Object pointing dataset rows:
-------

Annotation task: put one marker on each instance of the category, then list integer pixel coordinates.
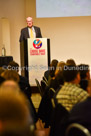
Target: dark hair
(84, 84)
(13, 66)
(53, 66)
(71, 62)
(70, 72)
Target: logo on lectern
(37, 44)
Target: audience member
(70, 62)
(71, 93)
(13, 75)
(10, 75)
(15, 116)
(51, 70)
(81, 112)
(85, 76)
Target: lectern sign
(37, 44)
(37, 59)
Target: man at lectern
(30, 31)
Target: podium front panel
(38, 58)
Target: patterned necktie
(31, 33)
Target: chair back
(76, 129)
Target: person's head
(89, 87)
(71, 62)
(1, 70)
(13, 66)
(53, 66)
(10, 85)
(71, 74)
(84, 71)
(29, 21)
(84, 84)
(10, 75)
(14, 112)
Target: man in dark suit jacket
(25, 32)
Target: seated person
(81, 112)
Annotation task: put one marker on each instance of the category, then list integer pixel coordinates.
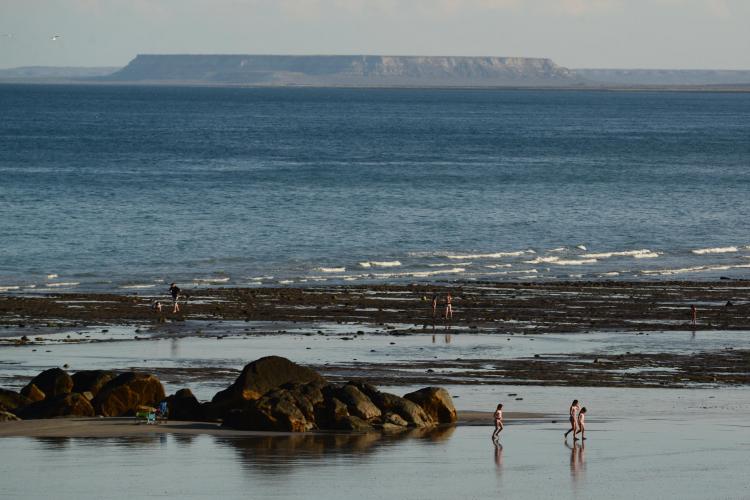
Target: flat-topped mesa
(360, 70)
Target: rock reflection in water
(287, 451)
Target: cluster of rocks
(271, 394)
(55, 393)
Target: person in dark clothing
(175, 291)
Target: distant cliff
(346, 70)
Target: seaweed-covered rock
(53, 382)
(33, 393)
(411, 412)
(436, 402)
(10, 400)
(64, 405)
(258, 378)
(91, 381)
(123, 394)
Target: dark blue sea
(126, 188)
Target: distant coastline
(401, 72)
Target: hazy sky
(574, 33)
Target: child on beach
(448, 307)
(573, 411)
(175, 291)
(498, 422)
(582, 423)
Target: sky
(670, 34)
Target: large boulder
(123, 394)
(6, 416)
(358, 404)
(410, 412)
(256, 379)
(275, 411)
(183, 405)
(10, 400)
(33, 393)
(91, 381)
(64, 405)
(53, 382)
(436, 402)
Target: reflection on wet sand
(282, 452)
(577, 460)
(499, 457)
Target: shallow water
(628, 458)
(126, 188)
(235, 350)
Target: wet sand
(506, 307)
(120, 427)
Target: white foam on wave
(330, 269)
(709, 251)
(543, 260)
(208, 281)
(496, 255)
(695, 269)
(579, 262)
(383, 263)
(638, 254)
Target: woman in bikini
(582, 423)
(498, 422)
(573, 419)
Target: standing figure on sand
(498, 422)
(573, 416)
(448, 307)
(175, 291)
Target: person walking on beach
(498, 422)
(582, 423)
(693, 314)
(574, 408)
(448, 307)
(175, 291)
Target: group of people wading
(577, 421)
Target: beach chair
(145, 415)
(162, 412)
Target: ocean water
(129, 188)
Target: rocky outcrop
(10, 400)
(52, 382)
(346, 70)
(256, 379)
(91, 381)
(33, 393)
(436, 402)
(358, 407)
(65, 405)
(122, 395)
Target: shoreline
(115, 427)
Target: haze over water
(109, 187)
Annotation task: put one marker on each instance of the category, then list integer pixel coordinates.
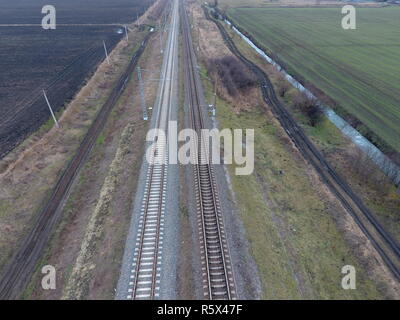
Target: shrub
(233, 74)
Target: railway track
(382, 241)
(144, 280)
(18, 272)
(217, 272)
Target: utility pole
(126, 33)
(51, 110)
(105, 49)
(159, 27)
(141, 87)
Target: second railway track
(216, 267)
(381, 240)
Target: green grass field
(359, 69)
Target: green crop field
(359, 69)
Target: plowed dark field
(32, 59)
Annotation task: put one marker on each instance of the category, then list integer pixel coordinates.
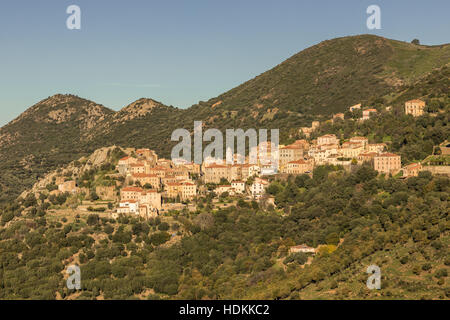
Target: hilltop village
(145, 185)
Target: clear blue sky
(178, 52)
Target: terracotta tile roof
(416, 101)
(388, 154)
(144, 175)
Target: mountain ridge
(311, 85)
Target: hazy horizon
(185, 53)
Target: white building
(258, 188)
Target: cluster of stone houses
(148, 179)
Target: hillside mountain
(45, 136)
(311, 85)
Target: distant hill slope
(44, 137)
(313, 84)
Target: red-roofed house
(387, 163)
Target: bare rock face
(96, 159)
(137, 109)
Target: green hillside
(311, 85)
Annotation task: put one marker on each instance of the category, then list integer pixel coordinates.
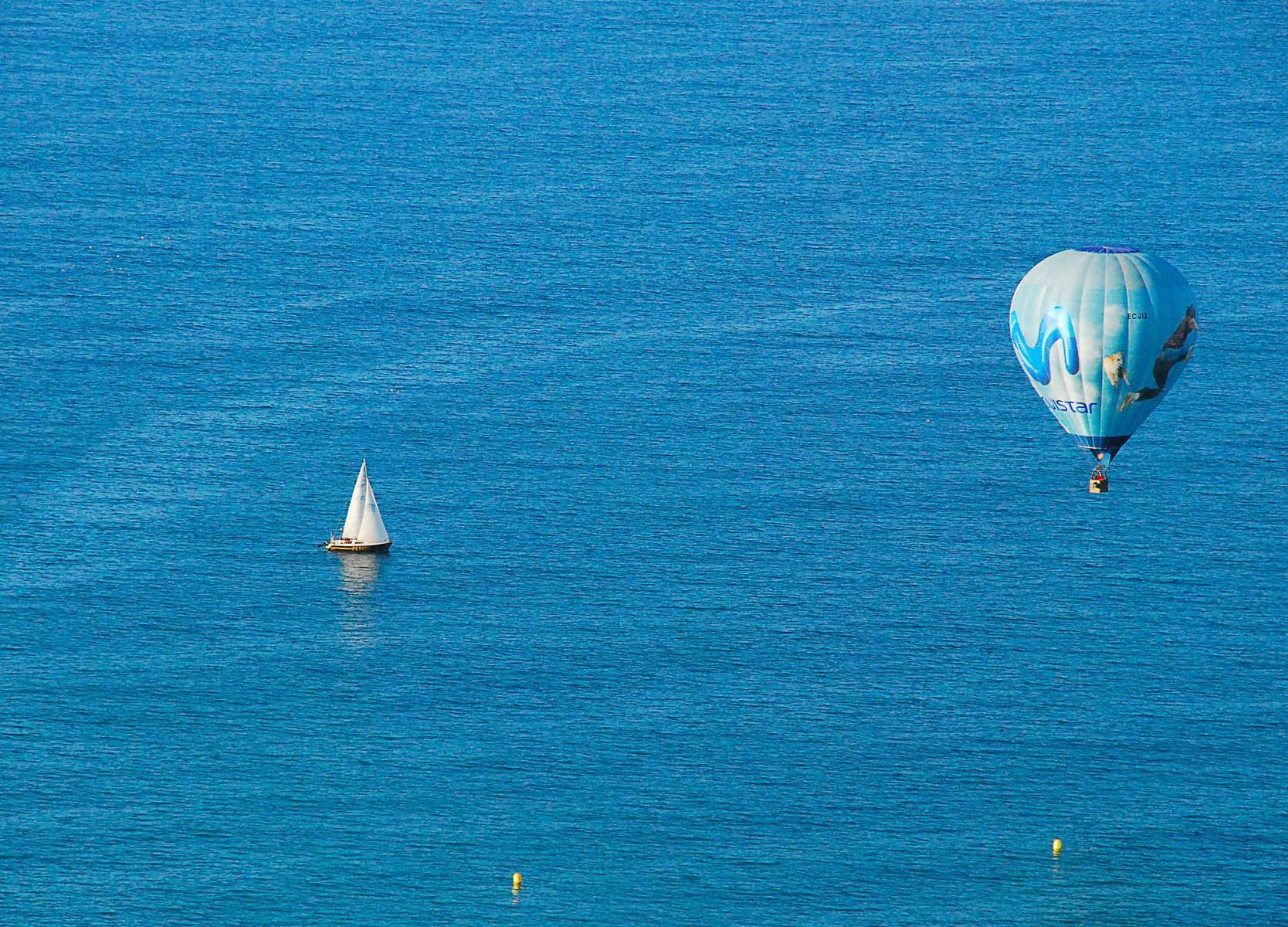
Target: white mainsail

-------

[Challenge] Please convert the records into a numbered list, starting at the line that contains "Target: standing figure on sand" and ending at the last line of the records, with blank lines left out. Omit the pictures from the answer.

[Answer to this task]
1. Target: standing figure on sand
2. (498, 422)
3. (573, 416)
4. (448, 307)
5. (175, 291)
6. Target: person walking on beach
7. (498, 422)
8. (582, 423)
9. (693, 314)
10. (574, 408)
11. (448, 307)
12. (175, 291)
13. Target: group of people wading
14. (577, 421)
15. Target: beach chair
16. (145, 415)
17. (162, 412)
18. Target: ocean water
19. (129, 188)
20. Target: rocky outcrop
21. (10, 400)
22. (52, 382)
23. (346, 70)
24. (256, 379)
25. (91, 381)
26. (33, 393)
27. (436, 402)
28. (358, 407)
29. (65, 405)
30. (122, 395)
31. Target: shoreline
32. (115, 427)
33. Target: haze over water
34. (109, 187)
35. Annotation task: put one marker on each instance of the category, then list integer pixel coordinates.
36. Target: shrub
37. (233, 74)
38. Target: railway track
39. (382, 241)
40. (144, 280)
41. (18, 272)
42. (217, 272)
43. Target: utility pole
44. (126, 33)
45. (51, 110)
46. (105, 49)
47. (159, 27)
48. (141, 87)
49. Target: second railway track
50. (216, 267)
51. (381, 240)
52. Target: green grass field
53. (359, 69)
54. Target: green crop field
55. (359, 69)
56. Target: plowed dark field
57. (32, 59)
58. Annotation task: put one marker on each instance of the category, then list integer pixel coordinates.
59. Target: hilltop village
60. (145, 185)
61. Target: clear blue sky
62. (178, 52)
63. Target: terracotta tile roof
64. (416, 101)
65. (388, 154)
66. (144, 175)
67. Target: mountain ridge
68. (311, 85)
69. Target: hazy horizon
70. (185, 53)
71. Target: white building
72. (258, 188)
73. Target: cluster of stone houses
74. (148, 179)
75. Target: hillside mountain
76. (45, 136)
77. (311, 85)
78. Target: distant hill slope
79. (44, 137)
80. (313, 84)
81. Target: red-roofed house
82. (387, 163)
83. Target: bare rock face
84. (96, 159)
85. (137, 109)
86. Target: green hillside
87. (311, 85)
88. Annotation task: put one marker on each instance of the category, then list integer pixel coordinates.
89. Target: white mainsail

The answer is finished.